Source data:
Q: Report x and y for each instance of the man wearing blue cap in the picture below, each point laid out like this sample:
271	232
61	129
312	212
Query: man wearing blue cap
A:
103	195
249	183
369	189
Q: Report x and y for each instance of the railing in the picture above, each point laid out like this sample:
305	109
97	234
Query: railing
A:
==
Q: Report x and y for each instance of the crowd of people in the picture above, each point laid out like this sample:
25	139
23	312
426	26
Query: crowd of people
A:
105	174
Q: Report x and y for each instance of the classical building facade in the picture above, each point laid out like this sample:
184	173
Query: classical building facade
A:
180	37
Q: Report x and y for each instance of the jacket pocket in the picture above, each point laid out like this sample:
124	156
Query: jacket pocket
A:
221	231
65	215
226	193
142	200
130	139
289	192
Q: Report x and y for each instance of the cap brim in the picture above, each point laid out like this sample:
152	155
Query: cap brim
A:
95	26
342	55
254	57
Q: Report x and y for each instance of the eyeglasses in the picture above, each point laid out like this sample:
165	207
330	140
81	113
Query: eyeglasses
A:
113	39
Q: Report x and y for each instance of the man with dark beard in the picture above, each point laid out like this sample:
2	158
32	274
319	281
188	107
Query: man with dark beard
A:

> [TASK DESCRIPTION] Extract each line of the source data above that contains the string "this", and copy those lines unchanged.

> [FINAL ANSWER]
Q: Report x and y for each instance of the man wearing blue cap in the picture below, each point laid out like this sample:
Q: Report x and y for each instance of the railing in the picture above, each point laid out like this sample:
Q: Report x and y for each instance of the crowd of people in the picture above, each point laid out like this sample:
Q: Report x and y for each instance of the classical building facade in the picture above, each point laid out like this sample:
Q: Report x and y for each instance of the jacket pocket in the picture above, each point laid out like this sample:
Q: Report x and y for each instance of the cap brim in the picture above, each point laid out like this sample:
Q: Report x and y for each instance of the eyeglasses in the picture above, each point laid out like this sample:
Q: Report x and y for each instance of the man with dark beard in the picture above, each point laid out like this sample:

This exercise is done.